#### Excerpted records ####

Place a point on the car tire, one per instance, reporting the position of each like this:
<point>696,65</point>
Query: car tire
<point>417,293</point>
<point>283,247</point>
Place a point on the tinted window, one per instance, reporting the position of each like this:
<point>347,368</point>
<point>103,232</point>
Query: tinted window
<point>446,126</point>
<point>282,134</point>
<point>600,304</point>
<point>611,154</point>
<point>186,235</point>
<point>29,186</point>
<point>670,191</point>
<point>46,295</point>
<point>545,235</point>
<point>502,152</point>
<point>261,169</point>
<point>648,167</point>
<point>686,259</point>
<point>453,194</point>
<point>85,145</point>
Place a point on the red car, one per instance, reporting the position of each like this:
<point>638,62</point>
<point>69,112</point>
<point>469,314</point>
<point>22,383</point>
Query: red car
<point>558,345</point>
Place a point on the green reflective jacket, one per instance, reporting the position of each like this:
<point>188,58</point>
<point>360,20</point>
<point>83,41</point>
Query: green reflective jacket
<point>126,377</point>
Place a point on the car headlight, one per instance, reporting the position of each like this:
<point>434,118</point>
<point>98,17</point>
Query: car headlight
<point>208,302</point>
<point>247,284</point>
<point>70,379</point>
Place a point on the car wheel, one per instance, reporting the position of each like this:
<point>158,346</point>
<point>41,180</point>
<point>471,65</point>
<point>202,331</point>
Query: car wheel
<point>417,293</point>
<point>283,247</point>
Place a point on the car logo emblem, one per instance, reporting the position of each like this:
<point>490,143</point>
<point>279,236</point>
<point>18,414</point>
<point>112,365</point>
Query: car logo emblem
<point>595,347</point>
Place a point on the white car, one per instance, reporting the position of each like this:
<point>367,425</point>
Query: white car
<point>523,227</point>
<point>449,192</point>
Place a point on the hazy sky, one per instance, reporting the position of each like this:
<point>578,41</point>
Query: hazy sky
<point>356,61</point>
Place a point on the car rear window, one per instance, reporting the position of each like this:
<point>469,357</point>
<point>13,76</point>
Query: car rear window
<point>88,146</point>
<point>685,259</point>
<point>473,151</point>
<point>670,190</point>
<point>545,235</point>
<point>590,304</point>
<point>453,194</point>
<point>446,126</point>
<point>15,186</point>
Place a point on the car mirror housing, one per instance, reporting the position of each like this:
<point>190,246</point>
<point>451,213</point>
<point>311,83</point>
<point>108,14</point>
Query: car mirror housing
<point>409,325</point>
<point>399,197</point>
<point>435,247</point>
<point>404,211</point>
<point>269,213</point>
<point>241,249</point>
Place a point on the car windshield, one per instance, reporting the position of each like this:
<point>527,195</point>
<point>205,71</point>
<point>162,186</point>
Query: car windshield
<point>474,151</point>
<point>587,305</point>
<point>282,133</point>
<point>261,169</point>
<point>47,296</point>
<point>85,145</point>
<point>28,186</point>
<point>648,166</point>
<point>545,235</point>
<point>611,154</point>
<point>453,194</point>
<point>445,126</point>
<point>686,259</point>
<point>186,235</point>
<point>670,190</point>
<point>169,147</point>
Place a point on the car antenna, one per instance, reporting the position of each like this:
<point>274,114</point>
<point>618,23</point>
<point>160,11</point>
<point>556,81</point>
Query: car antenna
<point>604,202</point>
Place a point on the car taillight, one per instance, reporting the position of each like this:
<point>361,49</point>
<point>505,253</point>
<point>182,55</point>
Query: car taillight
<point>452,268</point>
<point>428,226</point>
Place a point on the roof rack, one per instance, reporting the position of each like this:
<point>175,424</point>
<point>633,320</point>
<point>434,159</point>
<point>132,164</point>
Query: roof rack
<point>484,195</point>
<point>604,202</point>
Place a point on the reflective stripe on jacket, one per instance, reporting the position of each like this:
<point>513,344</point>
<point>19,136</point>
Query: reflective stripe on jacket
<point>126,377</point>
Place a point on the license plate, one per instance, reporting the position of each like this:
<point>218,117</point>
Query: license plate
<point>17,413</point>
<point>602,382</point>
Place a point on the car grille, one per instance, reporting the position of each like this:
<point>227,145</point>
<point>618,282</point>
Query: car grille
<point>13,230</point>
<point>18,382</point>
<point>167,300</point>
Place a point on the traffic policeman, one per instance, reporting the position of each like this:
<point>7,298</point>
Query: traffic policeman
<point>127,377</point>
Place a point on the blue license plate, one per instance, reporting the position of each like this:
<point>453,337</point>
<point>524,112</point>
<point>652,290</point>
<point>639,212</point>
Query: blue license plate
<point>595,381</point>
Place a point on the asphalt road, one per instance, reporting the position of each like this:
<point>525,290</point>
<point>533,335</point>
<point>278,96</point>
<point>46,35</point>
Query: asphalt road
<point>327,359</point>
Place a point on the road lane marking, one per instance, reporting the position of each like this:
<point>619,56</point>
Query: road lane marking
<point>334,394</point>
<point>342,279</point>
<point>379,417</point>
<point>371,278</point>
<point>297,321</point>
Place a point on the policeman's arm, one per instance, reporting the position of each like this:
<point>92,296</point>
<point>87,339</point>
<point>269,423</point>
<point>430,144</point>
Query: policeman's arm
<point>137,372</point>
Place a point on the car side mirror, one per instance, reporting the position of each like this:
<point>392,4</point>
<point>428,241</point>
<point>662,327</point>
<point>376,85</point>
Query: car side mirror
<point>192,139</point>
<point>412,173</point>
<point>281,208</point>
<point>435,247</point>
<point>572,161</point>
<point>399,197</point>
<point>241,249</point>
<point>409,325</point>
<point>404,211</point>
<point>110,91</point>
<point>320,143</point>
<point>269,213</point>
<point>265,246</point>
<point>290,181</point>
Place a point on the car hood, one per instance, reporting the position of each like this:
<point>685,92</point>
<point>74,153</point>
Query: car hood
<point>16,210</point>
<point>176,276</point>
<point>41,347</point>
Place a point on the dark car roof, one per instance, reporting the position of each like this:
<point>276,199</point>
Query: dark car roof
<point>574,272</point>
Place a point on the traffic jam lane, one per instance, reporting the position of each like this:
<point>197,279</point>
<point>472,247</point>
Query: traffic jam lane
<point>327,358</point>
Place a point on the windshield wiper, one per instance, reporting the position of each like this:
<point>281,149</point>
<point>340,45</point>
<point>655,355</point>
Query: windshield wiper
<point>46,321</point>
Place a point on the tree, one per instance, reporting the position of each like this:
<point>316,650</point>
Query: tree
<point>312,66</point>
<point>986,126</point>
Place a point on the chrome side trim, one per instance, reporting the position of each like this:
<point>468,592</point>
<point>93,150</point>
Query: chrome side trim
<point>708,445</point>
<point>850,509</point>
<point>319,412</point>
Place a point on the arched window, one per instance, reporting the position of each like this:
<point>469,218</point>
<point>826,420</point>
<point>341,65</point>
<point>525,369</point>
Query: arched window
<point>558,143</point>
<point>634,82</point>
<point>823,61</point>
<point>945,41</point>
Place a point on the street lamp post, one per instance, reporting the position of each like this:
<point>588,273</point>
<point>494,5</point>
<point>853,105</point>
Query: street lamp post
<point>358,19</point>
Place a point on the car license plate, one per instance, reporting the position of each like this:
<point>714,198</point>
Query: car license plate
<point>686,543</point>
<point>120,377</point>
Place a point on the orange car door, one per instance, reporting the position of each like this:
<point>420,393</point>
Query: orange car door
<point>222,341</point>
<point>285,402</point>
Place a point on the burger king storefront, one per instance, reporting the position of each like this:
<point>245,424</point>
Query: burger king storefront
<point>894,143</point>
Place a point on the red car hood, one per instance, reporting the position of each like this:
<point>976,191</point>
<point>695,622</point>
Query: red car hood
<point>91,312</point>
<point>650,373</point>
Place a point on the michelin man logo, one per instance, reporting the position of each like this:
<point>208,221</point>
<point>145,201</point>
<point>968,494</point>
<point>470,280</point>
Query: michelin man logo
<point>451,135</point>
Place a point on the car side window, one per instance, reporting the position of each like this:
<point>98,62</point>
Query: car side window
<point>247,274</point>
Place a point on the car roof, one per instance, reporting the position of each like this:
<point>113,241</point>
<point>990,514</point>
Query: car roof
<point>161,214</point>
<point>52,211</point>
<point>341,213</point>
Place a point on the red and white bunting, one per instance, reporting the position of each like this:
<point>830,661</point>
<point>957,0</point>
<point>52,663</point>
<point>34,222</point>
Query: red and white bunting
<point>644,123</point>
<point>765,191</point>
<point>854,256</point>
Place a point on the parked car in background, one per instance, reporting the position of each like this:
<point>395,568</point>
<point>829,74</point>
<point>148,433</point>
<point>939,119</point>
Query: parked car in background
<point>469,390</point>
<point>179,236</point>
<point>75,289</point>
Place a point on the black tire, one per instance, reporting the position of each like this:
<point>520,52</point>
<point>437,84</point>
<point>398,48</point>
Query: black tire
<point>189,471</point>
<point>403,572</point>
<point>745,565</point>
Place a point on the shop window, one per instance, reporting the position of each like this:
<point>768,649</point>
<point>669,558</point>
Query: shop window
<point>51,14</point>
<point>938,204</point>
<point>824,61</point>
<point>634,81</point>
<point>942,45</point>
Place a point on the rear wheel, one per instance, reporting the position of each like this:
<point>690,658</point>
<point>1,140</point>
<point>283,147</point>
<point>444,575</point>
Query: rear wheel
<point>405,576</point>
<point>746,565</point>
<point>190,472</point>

####

== Task directions ==
All lines from the top of the data through the line containing "<point>103,232</point>" need to be retyped exactly, and nothing more.

== Answer for the task ==
Place a point on the car tire, one per instance, reporting the position of each like this:
<point>696,65</point>
Query: car tire
<point>417,293</point>
<point>283,247</point>
Place a point on the tinted window, one per instance, reporting the position of each like this:
<point>347,368</point>
<point>103,232</point>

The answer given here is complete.